## [CONSIGNE 1]
Traduisez en anglais cette phrase de l’extrait sur le génie des Romains : « Ce n’est pas qu’il n’y eût souvent des séditions. »

## [EXTRAIT]
Réflexions sur les divers génies du peuple romain/Chapitre VIII


CHAPITRE VIII.
Du génie des Romains vers la fin de la seconde
guerre de Carthage.

Sur la fin d’une si grande et si longue guerre, il se forma un certain esprit particulier, inconnu jusqu’alors dans la république. Ce n’est pas qu’il n’y eût souvent des séditions. Le sénat s’étoit porté plus d’une fois à l’oppression du peuple, et le peuple à beaucoup de violences contre le sénat ; mais on avoit agi, dans ces occasions, par un sentiment public : regardant l’autorité des uns comme une tyrannie qui ruinoit la liberté , et la liberté des autres comme un dérèglement qui confondoit toutes choses.

Ici, les hommes commencèrent à se regarder, moins en commun qu’en particulier. Les liens de la société, qu’on avoit trouvés si doux, semblèrent alors des chaînes fâcheuses; et chacun, dégoûté des lois, voulut rentrer dans le premier droit de disposer de soi-même, de se laisser aller à son choix, et de suivre dans ce choix, par les lumières de son propre esprit, les mouvements de sa volonté.

Comme le dégoût de la sujétion avoit fait rejeter les Rois, et avoit porté le peuple à l’établissement de la liberté ; le dégoût de cette même liberté qu’on avoit trouvé fâcheuse à soutenir, disposoit les esprits à des attachements particuliers qu’on se voulut faire.

## [ENREGISTREMENTS FOURNIS]
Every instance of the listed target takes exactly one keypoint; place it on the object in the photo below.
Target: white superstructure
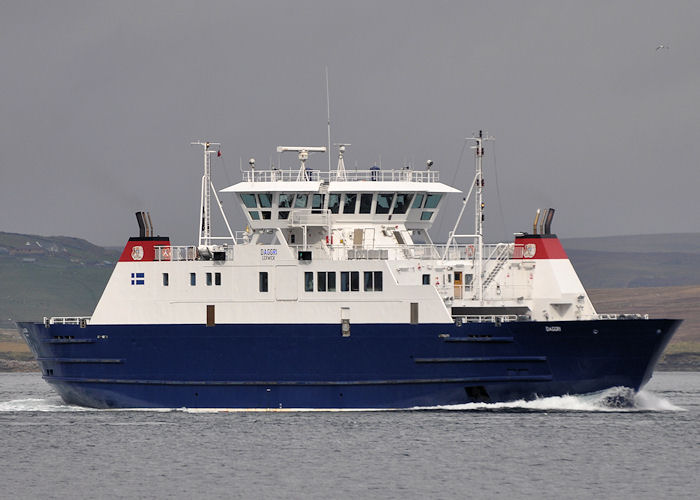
(345, 246)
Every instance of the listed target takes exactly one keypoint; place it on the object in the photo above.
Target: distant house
(27, 251)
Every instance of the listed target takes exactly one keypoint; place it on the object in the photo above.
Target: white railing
(488, 318)
(67, 320)
(425, 251)
(309, 217)
(292, 175)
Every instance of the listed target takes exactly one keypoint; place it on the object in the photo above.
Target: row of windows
(214, 279)
(326, 281)
(346, 203)
(373, 281)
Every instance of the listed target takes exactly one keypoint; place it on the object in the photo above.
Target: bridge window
(373, 281)
(317, 201)
(402, 202)
(432, 200)
(301, 201)
(384, 202)
(334, 203)
(355, 281)
(285, 200)
(378, 281)
(366, 203)
(248, 200)
(350, 202)
(418, 201)
(265, 200)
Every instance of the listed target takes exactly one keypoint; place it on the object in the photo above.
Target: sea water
(613, 444)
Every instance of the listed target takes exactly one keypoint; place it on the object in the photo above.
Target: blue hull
(314, 366)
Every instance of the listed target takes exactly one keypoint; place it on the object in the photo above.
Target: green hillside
(50, 276)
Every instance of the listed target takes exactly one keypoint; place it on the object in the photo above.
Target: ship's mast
(205, 210)
(479, 213)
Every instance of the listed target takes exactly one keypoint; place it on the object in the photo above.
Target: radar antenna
(303, 156)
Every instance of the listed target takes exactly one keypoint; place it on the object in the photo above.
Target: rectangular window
(334, 203)
(285, 200)
(265, 200)
(350, 202)
(378, 281)
(418, 201)
(366, 203)
(384, 202)
(369, 281)
(249, 200)
(317, 202)
(301, 201)
(402, 202)
(432, 200)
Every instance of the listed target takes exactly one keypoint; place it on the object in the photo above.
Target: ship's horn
(548, 221)
(142, 226)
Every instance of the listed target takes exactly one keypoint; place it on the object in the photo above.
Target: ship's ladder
(500, 255)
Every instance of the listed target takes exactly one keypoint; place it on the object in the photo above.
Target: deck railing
(294, 175)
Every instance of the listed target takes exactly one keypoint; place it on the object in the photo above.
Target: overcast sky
(100, 100)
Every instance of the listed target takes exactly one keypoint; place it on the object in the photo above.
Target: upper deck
(287, 198)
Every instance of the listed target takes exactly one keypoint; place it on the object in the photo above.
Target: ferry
(336, 297)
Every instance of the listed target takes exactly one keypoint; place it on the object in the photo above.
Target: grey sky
(99, 101)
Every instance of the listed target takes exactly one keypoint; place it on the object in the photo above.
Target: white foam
(615, 399)
(36, 404)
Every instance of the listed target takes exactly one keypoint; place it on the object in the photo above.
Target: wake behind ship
(335, 296)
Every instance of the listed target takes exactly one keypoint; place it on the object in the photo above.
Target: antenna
(205, 237)
(303, 156)
(340, 173)
(328, 111)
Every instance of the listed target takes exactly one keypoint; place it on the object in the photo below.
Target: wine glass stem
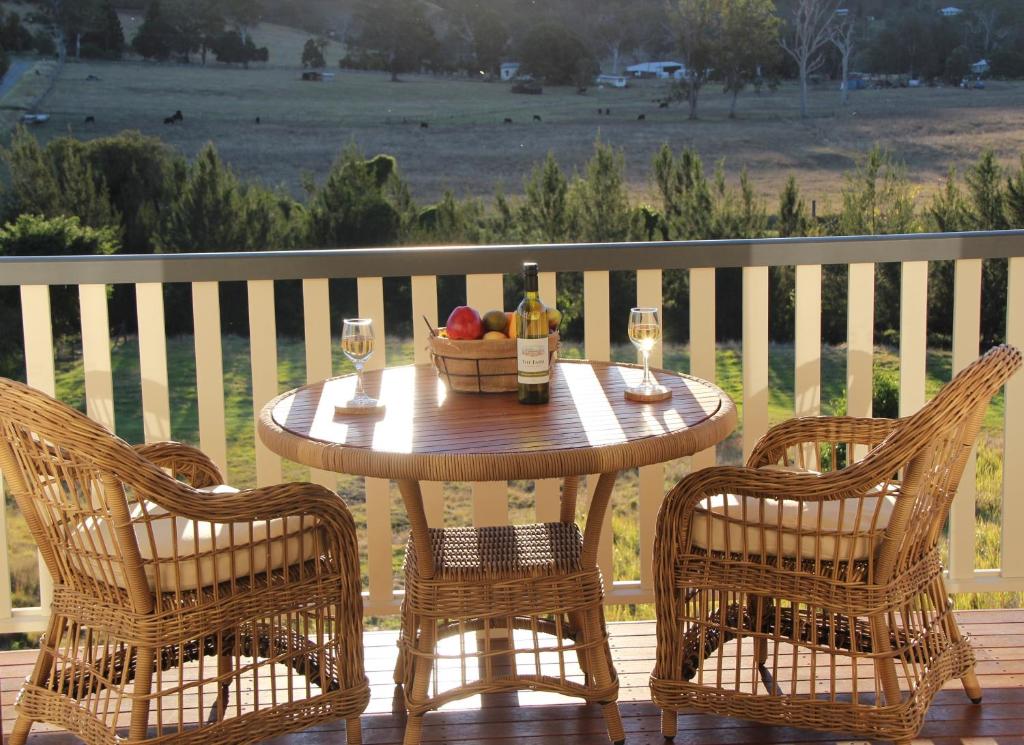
(359, 393)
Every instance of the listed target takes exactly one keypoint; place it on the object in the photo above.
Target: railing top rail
(500, 259)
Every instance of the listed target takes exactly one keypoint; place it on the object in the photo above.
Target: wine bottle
(531, 344)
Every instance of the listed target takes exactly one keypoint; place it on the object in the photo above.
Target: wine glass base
(646, 394)
(359, 406)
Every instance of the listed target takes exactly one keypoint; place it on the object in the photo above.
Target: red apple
(465, 323)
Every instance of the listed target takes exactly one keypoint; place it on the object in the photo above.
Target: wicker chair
(806, 588)
(152, 573)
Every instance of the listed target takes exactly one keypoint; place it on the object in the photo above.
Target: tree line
(130, 193)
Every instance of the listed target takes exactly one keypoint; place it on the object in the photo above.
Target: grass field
(458, 507)
(468, 149)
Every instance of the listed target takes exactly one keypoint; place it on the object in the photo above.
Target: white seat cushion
(722, 522)
(181, 551)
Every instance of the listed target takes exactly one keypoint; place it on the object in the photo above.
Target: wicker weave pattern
(111, 667)
(878, 629)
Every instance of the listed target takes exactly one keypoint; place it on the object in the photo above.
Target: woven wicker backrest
(931, 448)
(69, 477)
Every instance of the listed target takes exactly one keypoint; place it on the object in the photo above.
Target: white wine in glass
(357, 344)
(645, 332)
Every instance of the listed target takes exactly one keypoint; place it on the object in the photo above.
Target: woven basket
(480, 365)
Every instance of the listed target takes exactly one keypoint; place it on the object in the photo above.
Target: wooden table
(540, 580)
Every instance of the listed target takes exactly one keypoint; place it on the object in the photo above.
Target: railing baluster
(967, 341)
(425, 305)
(38, 329)
(491, 498)
(860, 344)
(807, 349)
(153, 361)
(597, 345)
(807, 346)
(912, 336)
(547, 494)
(755, 355)
(1013, 464)
(263, 355)
(210, 373)
(651, 477)
(96, 354)
(316, 321)
(379, 536)
(702, 348)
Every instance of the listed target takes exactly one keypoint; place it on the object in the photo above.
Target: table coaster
(347, 409)
(657, 394)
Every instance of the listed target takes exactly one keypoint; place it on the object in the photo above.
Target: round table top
(429, 434)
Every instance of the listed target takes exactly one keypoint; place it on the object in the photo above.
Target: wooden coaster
(657, 394)
(348, 409)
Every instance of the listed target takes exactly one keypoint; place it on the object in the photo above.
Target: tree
(749, 42)
(843, 37)
(312, 53)
(393, 35)
(698, 29)
(552, 52)
(155, 38)
(230, 48)
(809, 30)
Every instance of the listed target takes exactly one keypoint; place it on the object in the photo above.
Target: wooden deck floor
(531, 718)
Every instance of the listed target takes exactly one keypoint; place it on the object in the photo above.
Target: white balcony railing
(483, 268)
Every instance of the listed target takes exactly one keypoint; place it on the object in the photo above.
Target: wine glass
(645, 331)
(357, 344)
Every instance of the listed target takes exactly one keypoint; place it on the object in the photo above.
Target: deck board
(532, 718)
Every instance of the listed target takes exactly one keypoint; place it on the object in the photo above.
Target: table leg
(592, 627)
(412, 495)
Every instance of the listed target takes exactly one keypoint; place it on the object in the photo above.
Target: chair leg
(19, 734)
(670, 724)
(601, 672)
(885, 666)
(40, 671)
(414, 730)
(144, 660)
(353, 731)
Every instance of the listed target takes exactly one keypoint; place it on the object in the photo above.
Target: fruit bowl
(480, 365)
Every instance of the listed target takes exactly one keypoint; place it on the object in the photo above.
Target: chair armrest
(183, 462)
(676, 516)
(849, 430)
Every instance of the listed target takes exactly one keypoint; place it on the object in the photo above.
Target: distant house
(615, 81)
(663, 71)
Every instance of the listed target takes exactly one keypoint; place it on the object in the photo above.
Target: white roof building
(657, 70)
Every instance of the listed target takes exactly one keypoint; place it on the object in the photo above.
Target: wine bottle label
(532, 360)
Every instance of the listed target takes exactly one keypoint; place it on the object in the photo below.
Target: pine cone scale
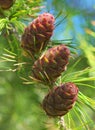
(60, 99)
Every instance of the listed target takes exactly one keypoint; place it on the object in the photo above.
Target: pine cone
(38, 33)
(50, 66)
(60, 99)
(6, 4)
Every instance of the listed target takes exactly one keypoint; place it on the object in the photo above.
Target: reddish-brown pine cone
(38, 33)
(6, 4)
(50, 66)
(60, 99)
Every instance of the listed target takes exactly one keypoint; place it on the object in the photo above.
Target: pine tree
(42, 77)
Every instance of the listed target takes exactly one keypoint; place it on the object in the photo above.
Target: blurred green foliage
(20, 104)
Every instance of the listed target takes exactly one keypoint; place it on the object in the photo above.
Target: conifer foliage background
(20, 96)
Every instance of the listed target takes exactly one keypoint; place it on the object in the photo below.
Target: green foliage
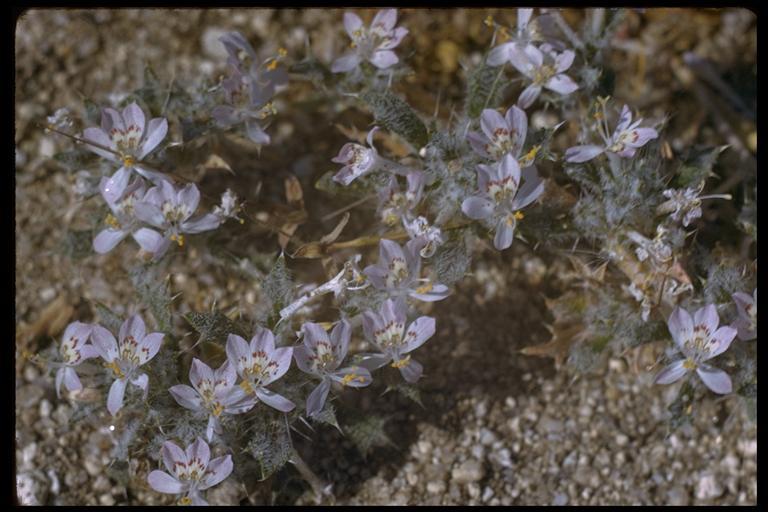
(367, 432)
(409, 391)
(681, 409)
(697, 166)
(452, 260)
(270, 443)
(397, 116)
(278, 285)
(484, 86)
(153, 293)
(214, 326)
(75, 159)
(107, 317)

## [CONSIGNE 2]
Affichez chaque ligne des enregistrements qui contient la chaîne « foliage », en tenant compte de la casse.

## [RÉPONSE ATTENDUE 1]
This is not to say that there were not often seditions.

## [RÉPONSE ATTENDUE 2]
Target: blurred green foliage
Target: conifer foliage background
Target: green foliage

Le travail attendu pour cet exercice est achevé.